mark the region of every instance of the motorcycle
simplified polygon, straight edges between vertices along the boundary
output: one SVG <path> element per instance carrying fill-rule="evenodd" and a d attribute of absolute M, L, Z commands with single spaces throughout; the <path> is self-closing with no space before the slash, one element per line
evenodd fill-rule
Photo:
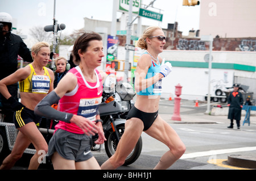
<path fill-rule="evenodd" d="M 115 153 L 118 142 L 125 132 L 125 123 L 128 112 L 134 105 L 132 99 L 135 92 L 131 85 L 125 82 L 118 84 L 114 92 L 106 92 L 104 91 L 102 93 L 102 102 L 100 104 L 99 112 L 103 120 L 102 127 L 107 140 L 104 143 L 105 150 L 110 158 Z M 93 137 L 92 150 L 95 149 L 96 145 L 94 141 L 97 139 L 96 134 Z M 123 165 L 134 162 L 140 155 L 142 149 L 142 139 L 140 137 Z"/>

****************************************

(AIM OF THE TASK):
Please copy the listing above word for word, leaving out the picture.

(SOLUTION):
mark the region of every instance of the motorcycle
simplified polygon, straight edges between vertices along the boundary
output: one SVG <path> element per instance carrying fill-rule="evenodd" and a d attribute of absolute M, L, Z commands with single spaces throughout; the <path> is self-closing with no space before the slash, one element per line
evenodd fill-rule
Photo:
<path fill-rule="evenodd" d="M 115 153 L 118 142 L 125 132 L 125 123 L 128 112 L 134 105 L 132 99 L 135 92 L 131 85 L 125 82 L 118 84 L 114 92 L 106 92 L 104 91 L 102 93 L 102 102 L 100 104 L 99 112 L 103 120 L 102 127 L 107 140 L 104 143 L 105 150 L 110 158 Z M 93 137 L 92 150 L 95 149 L 96 145 L 94 141 L 97 139 L 96 134 Z M 123 165 L 134 162 L 140 155 L 142 149 L 142 139 L 140 137 Z"/>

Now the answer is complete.